Exercise goal –
Please copy out, line for line, the material from the line containing "the yellow foliage?" through the end of the material, inclusive.

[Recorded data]
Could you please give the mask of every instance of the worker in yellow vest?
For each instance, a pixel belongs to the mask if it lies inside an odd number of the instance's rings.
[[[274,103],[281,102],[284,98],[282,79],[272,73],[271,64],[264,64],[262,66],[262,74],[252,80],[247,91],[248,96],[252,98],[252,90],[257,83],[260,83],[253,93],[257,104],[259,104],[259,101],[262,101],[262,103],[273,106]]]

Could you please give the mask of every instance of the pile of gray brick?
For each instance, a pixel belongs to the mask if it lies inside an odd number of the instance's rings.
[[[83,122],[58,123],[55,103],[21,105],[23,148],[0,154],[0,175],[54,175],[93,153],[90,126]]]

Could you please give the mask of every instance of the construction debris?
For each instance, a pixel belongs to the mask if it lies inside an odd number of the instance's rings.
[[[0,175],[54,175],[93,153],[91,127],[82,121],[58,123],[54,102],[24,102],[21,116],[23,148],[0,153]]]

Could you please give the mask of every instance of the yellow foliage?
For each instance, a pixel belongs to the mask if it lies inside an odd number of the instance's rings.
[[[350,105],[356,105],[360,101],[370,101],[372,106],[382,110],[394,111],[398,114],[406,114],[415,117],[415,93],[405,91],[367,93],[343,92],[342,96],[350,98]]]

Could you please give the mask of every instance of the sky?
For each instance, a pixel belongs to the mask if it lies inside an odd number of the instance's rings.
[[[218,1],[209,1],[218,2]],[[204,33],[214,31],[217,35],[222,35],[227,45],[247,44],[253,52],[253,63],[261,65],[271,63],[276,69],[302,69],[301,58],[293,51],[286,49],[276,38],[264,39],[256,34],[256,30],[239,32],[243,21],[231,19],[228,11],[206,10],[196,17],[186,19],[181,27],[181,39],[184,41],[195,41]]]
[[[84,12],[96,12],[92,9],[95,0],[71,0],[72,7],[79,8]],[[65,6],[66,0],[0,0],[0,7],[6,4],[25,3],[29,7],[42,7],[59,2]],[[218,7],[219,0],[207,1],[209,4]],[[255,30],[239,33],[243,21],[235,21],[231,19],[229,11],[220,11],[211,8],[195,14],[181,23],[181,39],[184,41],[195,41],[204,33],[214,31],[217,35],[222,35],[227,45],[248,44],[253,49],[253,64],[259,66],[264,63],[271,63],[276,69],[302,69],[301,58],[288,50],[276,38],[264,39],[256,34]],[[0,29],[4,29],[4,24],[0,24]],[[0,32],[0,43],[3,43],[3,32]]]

Task response –
Could you please give the mask of every instance of the yellow foliage?
For each instance, a pixel belongs to the mask if it lies inside an odd number of the instance's rings.
[[[350,105],[356,105],[360,101],[370,101],[372,106],[382,110],[394,111],[398,114],[406,114],[415,117],[415,93],[405,91],[367,93],[343,92],[342,96],[350,98]]]

Could you please give the mask of every instance of the sky?
For each instance, a pixel belongs to the mask if it lies inside an odd number of the instance's rings.
[[[218,1],[209,1],[218,2]],[[204,33],[214,31],[217,35],[222,35],[227,45],[247,44],[253,52],[253,63],[261,65],[271,63],[276,69],[302,69],[301,58],[293,51],[286,49],[276,38],[264,39],[256,34],[256,30],[239,32],[243,21],[231,19],[228,11],[206,10],[196,17],[186,19],[181,27],[181,39],[184,41],[195,41]]]
[[[84,12],[96,12],[92,9],[95,0],[71,0],[72,7],[79,8]],[[65,6],[66,0],[0,0],[0,7],[6,4],[25,3],[29,7],[42,7],[59,2]],[[218,7],[219,0],[207,1],[209,4]],[[255,30],[239,33],[243,21],[235,21],[231,19],[229,11],[220,11],[211,8],[195,14],[181,23],[181,39],[184,41],[195,41],[204,33],[214,31],[217,35],[222,35],[227,45],[248,44],[253,49],[253,64],[259,66],[264,63],[271,63],[276,69],[302,69],[301,58],[288,50],[276,38],[264,39],[256,34]],[[0,29],[4,29],[4,24],[0,24]],[[0,32],[0,43],[3,43],[3,32]]]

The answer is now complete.